### Requests
[1] Print the passage of the saving-and-spending essay that begins with the words containing "I am convinced" and ends with "and a spender.", copying it word for word.
[2] Carry on the essay about saving and spending, picking up right after its final sentence.

Saving or Spending

I am convinced there are two kinds of people, those who enjoy saving and those who enjoy spending. Of course there are extremes in both cases but generally saving or spending is a state of mind. I have lived both as a saver and a spender.

Saving

My mother grew up during the second world war. She saw her father who was a lawyer and member of parliament lose everything. They packed a few bags and left a large house with paid servants. They lost everything they owned and walked. My grandfather said he lost everything twice in his life. This obviously had a lasting impact on my mother.

When my mother came to Canada, my grandfather as an immigrant found any job he could to support his family. He painted houses in Edmonton and later when he moved to Toronto he found a job as a clerk in an insurance company. On his immigration papers it said he was a farmer. But he was an educated lawyer and in Ukraine a politician. He helped the poor. Now he was poor. In all the time I knew my grandfather I never saw him as poor. He was always happy. He was always more interested in people and still in politics. I remember him sitting in his single bed bedroom writing at a small wooden desk every night. He was content doing what he enjoyed. Money did not affect him as long as he had the basics. Also interestingly, he did not take his identity in money or wealth. His social status was in who he was and what he did as a person. People came to visit him often and they very much respected him, even calling him doctor.

My mother developed a responsibility about earning money. She took odd jobs like cleaning people's houses. Later when her mother wanted to stop her Avon selling business, my mother reluctantly took it over. My mother sold Avon, cleaned houses and sewed our clothes. She made a very tight budget and even saved money for a rainy day. With her saved money my mother later loaned her father $10,000, that would be close to a million dollars today.

### Stored data
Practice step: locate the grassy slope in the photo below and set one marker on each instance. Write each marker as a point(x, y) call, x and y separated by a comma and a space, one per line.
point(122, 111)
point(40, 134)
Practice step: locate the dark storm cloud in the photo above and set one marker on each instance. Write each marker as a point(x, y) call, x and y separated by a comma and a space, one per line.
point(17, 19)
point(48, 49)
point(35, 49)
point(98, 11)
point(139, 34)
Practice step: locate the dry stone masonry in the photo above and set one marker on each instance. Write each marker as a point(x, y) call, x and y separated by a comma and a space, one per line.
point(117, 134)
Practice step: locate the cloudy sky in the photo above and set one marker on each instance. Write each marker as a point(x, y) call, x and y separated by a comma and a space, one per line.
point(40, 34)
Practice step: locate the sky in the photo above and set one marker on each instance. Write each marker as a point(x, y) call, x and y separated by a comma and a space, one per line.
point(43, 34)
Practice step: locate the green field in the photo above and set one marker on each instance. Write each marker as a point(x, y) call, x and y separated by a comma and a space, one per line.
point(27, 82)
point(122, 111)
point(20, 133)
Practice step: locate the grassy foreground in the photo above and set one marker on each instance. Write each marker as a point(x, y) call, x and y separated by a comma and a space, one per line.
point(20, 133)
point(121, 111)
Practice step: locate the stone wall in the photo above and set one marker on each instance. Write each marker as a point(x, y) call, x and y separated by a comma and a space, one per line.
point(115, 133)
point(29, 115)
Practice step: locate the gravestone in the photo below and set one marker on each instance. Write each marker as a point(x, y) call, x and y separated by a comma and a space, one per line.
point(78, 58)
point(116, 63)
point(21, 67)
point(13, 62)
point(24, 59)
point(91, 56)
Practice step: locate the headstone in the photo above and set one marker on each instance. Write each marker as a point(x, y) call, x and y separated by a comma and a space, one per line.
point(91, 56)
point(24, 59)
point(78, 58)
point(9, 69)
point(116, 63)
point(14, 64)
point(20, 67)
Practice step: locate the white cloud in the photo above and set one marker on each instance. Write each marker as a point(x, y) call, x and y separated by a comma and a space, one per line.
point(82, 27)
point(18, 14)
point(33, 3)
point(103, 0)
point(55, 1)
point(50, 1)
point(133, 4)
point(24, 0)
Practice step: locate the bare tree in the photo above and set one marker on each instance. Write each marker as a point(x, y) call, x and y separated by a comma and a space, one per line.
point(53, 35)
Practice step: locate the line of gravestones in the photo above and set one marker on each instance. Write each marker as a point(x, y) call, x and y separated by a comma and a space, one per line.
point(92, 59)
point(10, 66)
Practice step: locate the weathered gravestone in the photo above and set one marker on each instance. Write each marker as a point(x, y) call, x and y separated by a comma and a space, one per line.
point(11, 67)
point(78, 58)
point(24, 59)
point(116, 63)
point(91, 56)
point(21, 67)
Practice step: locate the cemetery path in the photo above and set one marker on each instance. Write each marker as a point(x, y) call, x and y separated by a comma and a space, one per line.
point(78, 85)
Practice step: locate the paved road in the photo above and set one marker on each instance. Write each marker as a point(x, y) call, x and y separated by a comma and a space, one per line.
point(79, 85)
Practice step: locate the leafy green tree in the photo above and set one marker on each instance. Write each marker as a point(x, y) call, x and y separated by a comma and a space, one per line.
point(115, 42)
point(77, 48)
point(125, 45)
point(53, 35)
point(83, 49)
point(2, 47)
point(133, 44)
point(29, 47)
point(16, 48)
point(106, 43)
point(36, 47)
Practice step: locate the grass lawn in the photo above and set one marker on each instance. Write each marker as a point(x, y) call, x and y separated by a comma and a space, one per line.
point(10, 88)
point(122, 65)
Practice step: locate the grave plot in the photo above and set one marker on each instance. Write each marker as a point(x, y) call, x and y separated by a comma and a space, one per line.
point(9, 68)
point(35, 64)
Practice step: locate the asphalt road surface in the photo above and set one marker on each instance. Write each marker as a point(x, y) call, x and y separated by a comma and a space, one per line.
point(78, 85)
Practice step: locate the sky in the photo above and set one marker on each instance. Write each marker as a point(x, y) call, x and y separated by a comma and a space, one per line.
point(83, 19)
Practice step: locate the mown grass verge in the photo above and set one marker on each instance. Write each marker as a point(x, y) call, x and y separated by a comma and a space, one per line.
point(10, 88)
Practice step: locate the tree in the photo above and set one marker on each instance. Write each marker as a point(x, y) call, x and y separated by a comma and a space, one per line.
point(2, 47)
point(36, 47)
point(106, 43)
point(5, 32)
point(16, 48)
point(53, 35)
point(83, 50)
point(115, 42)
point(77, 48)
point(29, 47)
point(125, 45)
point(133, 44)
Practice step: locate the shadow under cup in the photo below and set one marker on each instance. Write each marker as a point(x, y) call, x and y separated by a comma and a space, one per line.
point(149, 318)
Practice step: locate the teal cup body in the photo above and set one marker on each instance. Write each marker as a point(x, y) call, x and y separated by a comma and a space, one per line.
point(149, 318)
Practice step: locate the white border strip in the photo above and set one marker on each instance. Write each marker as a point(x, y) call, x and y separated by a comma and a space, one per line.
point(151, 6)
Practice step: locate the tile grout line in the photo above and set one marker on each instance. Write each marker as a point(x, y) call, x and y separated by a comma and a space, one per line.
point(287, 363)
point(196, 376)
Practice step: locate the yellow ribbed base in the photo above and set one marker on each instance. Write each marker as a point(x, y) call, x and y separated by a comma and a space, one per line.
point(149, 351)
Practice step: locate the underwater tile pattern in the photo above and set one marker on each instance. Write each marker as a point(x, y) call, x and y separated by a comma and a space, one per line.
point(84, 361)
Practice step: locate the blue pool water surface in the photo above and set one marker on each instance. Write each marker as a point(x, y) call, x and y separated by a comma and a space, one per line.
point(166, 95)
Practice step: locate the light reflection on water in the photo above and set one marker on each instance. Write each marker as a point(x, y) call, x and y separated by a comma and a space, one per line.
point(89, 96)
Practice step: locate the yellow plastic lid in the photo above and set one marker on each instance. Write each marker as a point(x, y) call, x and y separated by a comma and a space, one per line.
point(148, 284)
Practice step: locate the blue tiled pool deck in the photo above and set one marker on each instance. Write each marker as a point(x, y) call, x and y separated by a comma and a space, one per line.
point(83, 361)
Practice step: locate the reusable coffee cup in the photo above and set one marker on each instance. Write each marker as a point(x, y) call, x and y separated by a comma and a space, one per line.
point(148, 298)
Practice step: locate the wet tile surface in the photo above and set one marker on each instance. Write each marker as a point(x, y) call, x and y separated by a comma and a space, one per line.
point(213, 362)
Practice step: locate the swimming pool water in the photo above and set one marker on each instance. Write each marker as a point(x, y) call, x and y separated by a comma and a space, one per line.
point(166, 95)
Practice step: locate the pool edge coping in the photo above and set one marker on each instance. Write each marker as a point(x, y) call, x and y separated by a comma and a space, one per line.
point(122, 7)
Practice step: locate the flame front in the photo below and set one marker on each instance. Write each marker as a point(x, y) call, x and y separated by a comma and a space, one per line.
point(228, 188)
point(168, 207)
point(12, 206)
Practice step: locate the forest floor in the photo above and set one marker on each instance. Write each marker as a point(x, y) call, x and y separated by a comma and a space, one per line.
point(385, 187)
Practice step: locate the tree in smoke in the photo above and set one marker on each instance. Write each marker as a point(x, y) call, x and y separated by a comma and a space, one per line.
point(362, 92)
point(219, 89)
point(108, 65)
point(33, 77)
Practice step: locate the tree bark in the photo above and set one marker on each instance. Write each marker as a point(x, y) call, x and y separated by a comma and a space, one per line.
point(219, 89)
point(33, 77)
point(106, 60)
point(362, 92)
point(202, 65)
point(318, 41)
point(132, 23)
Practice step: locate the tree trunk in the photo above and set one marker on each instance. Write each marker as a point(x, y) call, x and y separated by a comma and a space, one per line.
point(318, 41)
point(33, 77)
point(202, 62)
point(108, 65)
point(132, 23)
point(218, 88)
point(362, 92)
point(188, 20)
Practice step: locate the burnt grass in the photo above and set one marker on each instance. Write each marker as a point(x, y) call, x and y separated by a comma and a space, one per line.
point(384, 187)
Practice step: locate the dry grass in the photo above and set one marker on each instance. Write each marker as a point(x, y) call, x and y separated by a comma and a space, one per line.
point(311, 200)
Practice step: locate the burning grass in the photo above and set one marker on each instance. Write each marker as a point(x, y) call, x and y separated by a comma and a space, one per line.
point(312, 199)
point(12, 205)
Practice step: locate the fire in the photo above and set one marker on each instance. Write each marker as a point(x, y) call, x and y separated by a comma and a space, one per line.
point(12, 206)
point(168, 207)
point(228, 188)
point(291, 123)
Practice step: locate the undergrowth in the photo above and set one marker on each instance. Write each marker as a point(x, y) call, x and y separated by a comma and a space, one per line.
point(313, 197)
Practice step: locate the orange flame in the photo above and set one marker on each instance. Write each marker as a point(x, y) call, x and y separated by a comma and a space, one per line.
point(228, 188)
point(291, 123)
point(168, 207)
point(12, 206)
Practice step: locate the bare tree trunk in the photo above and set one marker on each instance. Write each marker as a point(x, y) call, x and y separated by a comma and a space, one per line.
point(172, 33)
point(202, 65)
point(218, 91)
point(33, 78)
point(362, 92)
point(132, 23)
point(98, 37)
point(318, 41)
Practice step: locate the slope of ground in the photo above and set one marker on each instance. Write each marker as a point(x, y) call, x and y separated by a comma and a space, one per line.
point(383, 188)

### Answers
[1]
I am convinced there are two kinds of people, those who enjoy saving and those who enjoy spending. Of course there are extremes in both cases but generally saving or spending is a state of mind. I have lived both as a saver and a spender.

[2]
When my mother met my father, he also did odd jobs to survive. He was a taxi driver for one day till he crashed the car. He repaired washing machines and the first one took him 8 hours which he recorded as 1 hours of labour because he had to learn how it worked. He always said he was an expert when he had no experience at all. (Later I used the same strategy. As a student I went to a St. Georges Golf Club in Toronto to sign up to be a golf caddy. Day one on the job I was standing in a long line of caddies and along came a golfer asking for a double A caddy. Nobody responded and I was at the end of the line with a low B rating and so was guaranteed to not get picked all day. So I yelled out, "I am. I'm an AA" He picked me then later after we finished he complained to the clubhouse that I should only have been a single A (I made a few mistakes like using a cart instead of carrying the clubs on my shoulder and holding the pin with a shadow over the hole). But I still got paid much more ($4 for a full round) as an A than I would have. And later I was known as an A and got picked to caddy at the Canadian Open Championships with a compassionate man how taught me all the rules of a good caddy.)

My parents were very poor. My mother later got a job as a secretary and they decided that my father would go to university and my mother would pay for it. My father didn't last one semester because he didn't like to study. He tried to bribe the professor to get a good mark. He was thrown out or quit, I don't know but then he went to Ryerson when it was a trade college and he learned drafting. He became a draftsman. But he liked to show off. He liked modern things. He made himself stereo speakers and bought stereo equipment. He bought one of the first reel to reel tape recorders. His mother bought him a brand new 1955 Buick which he then used to 'go out' while my mother stayed home with the kids. My father partied and spent money. He never saved. Money to him represented buying new things and showing what he bought. (I did get this from my father that I too liked to discover new technological things.)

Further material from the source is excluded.